The tasks:
a – Return the part of the Ben Hatke biography from "One of his early" to "and Todd McFarlane.", copied word for word.
b – Using the Ben Hatke biography, answer yes or no to each statement and quote the words that settle it: (i) Hatke earned his B.A. from Christendom College in 2000. (ii) Hatke grew up with brothers. (iii) Hatke spent a year in Italy while in college.

Text section:
::::

Ben Hatke (born June 4, 1977, in Lafayette, Indiana) is an American cartoonist and children's book illustrator. He is most well known for his series of middle grade graphic novels Zita the Spacegirl. His work is notable for its focus on strong female characters.

Biography 
Hatke was born in Lafayette, Indiana, and grew up with sisters. His family were members of the Society for Creative Anachronism, and Hatke spent a lot of time outdoors as a child.

One of his early comics influences was Wendy and Richard Pini's Elfquest. Other influences included Bill Watterson, Maurice Sendak, Leonardo da Vinci, Brian Froud, Trina Schart Hyman, Barry Windsor-Smith, and Todd McFarlane.

Hatke attended Christendom College, in the Shenandoah Valley, earning his B.A. in 2000. While he was in college, he spent a semester in Italy studying Italian Renaissance painting.

::::

Extracted material:
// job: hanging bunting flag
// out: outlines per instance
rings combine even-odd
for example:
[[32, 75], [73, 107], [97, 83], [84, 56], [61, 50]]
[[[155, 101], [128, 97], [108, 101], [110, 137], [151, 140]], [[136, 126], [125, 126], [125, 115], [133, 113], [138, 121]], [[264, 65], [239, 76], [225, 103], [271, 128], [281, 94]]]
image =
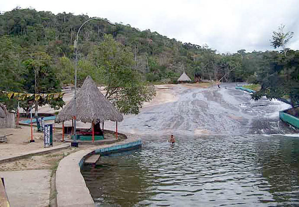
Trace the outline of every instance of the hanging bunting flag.
[[25, 99], [34, 96], [34, 100], [38, 101], [41, 99], [58, 99], [62, 98], [64, 92], [53, 93], [50, 94], [27, 94], [24, 93], [11, 92], [0, 91], [0, 92], [6, 95], [8, 99], [16, 99], [18, 100], [24, 100]]

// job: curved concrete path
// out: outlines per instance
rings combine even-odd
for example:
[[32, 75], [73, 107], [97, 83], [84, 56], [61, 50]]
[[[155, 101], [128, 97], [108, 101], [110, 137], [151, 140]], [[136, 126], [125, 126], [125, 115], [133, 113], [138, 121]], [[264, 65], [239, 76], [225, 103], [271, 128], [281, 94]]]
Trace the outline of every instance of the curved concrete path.
[[94, 151], [109, 152], [116, 148], [140, 145], [141, 141], [133, 135], [113, 144], [92, 146], [71, 154], [63, 158], [56, 173], [56, 188], [58, 207], [94, 207], [95, 204], [80, 171], [80, 166], [86, 155]]

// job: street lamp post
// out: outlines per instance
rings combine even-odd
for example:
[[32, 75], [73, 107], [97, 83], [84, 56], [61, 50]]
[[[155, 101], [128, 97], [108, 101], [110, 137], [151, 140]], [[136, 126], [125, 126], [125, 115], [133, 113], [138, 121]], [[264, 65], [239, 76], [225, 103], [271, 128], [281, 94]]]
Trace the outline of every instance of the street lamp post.
[[73, 147], [78, 147], [78, 142], [77, 142], [77, 133], [76, 132], [76, 119], [77, 118], [77, 104], [76, 103], [76, 95], [77, 95], [77, 68], [78, 67], [78, 42], [79, 32], [80, 32], [81, 28], [82, 27], [82, 26], [83, 26], [83, 25], [84, 24], [85, 24], [86, 23], [88, 22], [89, 21], [91, 21], [92, 20], [95, 20], [95, 19], [101, 20], [106, 21], [106, 22], [108, 22], [110, 24], [115, 25], [115, 23], [111, 22], [111, 21], [110, 21], [108, 20], [106, 20], [106, 19], [102, 19], [101, 18], [93, 18], [92, 19], [88, 19], [87, 21], [86, 21], [85, 22], [84, 22], [79, 28], [79, 29], [78, 30], [78, 32], [77, 32], [77, 38], [76, 38], [76, 40], [75, 40], [75, 41], [74, 41], [75, 42], [74, 43], [74, 46], [75, 47], [75, 49], [76, 51], [76, 64], [75, 64], [75, 91], [74, 92], [74, 99], [75, 100], [75, 103], [74, 104], [74, 107], [75, 108], [75, 111], [74, 111], [74, 116], [73, 117], [73, 118], [74, 118], [74, 140], [73, 140], [73, 141], [72, 142], [71, 144], [71, 146], [73, 146]]

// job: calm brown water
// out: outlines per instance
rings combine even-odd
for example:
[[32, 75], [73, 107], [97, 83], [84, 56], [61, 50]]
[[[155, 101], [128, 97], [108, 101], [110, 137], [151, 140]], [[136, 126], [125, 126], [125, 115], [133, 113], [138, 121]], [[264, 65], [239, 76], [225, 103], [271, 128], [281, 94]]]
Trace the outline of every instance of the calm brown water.
[[142, 138], [83, 169], [99, 206], [299, 206], [299, 137]]

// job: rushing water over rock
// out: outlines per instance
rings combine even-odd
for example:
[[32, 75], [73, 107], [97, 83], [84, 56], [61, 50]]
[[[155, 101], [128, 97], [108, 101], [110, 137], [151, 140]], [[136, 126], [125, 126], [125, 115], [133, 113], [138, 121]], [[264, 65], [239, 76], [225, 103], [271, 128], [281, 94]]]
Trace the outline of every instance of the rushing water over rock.
[[299, 205], [299, 139], [282, 135], [143, 137], [142, 149], [82, 171], [101, 207]]
[[143, 134], [142, 149], [83, 169], [99, 206], [299, 205], [299, 138], [282, 135], [297, 131], [278, 117], [289, 105], [254, 102], [232, 84], [173, 90], [177, 101], [119, 125]]

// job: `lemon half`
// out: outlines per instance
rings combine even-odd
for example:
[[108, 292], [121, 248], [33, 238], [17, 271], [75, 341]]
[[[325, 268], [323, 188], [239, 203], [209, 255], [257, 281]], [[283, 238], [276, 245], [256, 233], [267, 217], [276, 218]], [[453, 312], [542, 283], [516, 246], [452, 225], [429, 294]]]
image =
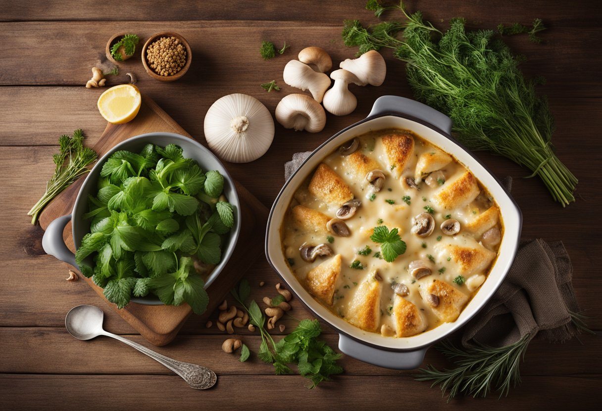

::::

Expected outputs:
a –
One of his early comics influences was Wendy and Richard Pini's Elfquest. Other influences included Bill Watterson, Maurice Sendak, Leonardo da Vinci, Brian Froud, Trina Schart Hyman, Barry Windsor-Smith, and Todd McFarlane.

b –
(i) Yes: "Hatke attended Christendom College, in the Shenandoah Valley, earning his B.A. in 2000."
(ii) No: "Hatke was born in Lafayette, Indiana, and grew up with sisters."
(iii) No: "While he was in college, he spent a semester in Italy studying Italian Renaissance painting."